- **SELECTION**
You are viewing a plain text version of this content. The canonical link for it is here.
Posted to dev@avro.apache.org by capo hatsoft <ja...@gmail.com> on 2014/07/30 04:34:38 UTC

Schema default values in C implimentation

I recently extended a tool used at my work by adding an Avro output module.
The module works fine except that it appears to ignore default values in
the schema.

My program does something like this:

presuming schemaBuffer contains

{"type":"record",
  "name":"test",
  "fields":[
    {"name":"foo", "type":"int"},
    {"name":"hat", "type":"int", "default":12},
    {"name":"bar", "type":"string"}
  ]
}

avro_schema_t schema;
avro_schema_from_json_length(schemaBuffer, schemaLen, &schema);

avro_value_iface_t * iface;
avro_value_t writer_value, field;
avro_file_writer_t avro_writer;

iface = avro_generic_class_from_schema(schema);
avro_generic_value_new(iface, &writer_value);
avro_file_writer_create_with_codec(outFilePath, schema, &avro_writer,
"defalte", blockSize);

//iterate over some data structure containing src data {
  //for int values {
    avro_value_set_int(&field, someIntValue);
  }
  //similar code for other types...
}
avro_file_writer_append_value(avro_writer, &writer_value)


//clean up
//flush etc on program exit

The result is that the program correctly creates an avro encoded file with
one record for each of my input records with all the correct values etc....

- **ENTRIES SHOWN**
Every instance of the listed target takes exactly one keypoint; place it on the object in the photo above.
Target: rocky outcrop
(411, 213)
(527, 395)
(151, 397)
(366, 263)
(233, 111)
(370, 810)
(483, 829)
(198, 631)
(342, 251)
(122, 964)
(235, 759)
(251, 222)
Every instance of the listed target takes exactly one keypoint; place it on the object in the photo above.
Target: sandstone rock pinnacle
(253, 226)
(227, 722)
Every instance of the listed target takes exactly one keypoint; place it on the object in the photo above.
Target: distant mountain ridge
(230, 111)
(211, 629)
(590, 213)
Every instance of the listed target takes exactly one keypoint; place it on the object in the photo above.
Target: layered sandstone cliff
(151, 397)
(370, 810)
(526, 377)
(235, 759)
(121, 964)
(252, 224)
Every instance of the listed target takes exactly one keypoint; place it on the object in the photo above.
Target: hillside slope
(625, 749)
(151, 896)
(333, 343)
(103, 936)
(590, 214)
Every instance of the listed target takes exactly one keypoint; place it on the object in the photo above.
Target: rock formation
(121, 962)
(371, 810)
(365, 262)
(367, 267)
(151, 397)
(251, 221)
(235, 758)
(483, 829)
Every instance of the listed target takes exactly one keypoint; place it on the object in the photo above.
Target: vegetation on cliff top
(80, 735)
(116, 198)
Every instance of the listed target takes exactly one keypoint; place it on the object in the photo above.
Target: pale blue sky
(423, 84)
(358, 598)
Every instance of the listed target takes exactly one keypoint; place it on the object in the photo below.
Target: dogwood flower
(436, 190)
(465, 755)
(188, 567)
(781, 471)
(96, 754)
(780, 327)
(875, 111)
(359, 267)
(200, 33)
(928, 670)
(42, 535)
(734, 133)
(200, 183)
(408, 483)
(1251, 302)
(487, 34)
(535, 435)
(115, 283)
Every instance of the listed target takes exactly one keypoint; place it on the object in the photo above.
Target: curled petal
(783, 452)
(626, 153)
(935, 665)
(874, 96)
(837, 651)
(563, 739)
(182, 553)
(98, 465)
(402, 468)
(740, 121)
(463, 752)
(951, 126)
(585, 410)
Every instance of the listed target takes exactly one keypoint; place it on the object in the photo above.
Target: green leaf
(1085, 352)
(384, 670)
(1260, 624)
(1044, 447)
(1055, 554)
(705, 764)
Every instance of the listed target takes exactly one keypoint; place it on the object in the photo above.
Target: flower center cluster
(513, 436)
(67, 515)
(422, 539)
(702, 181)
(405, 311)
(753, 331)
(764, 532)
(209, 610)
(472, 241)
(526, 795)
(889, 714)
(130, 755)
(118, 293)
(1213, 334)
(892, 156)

- **REQUIREMENTS**
Please write out the entire Avro post word for word. The items have nothing to do with the Avro post.

- **EXERCISE OUTPUT**
You are viewing a plain text version of this content. The canonical link for it is here.
Posted to dev@avro.apache.org by capo hatsoft <ja...@gmail.com> on 2014/07/30 04:34:38 UTC

Schema default values in C implimentation

I recently extended a tool used at my work by adding an Avro output module.
The module works fine except that it appears to ignore default values in
the schema.

My program does something like this:

presuming schemaBuffer contains

{"type":"record",
  "name":"test",
  "fields":[
    {"name":"foo", "type":"int"},
    {"name":"hat", "type":"int", "default":12},
    {"name":"bar", "type":"string"}
  ]
}

avro_schema_t schema;
avro_schema_from_json_length(schemaBuffer, schemaLen, &schema);

avro_value_iface_t * iface;
avro_value_t writer_value, field;
avro_file_writer_t avro_writer;

iface = avro_generic_class_from_schema(schema);
avro_generic_value_new(iface, &writer_value);
avro_file_writer_create_with_codec(outFilePath, schema, &avro_writer,
"defalte", blockSize);

//iterate over some data structure containing src data {
  //for int values {
    avro_value_set_int(&field, someIntValue);
  }
  //similar code for other types...
}
avro_file_writer_append_value(avro_writer, &writer_value)


//clean up
//flush etc on program exit

The result is that the program correctly creates an avro encoded file with
one record for each of my input records with all the correct values etc....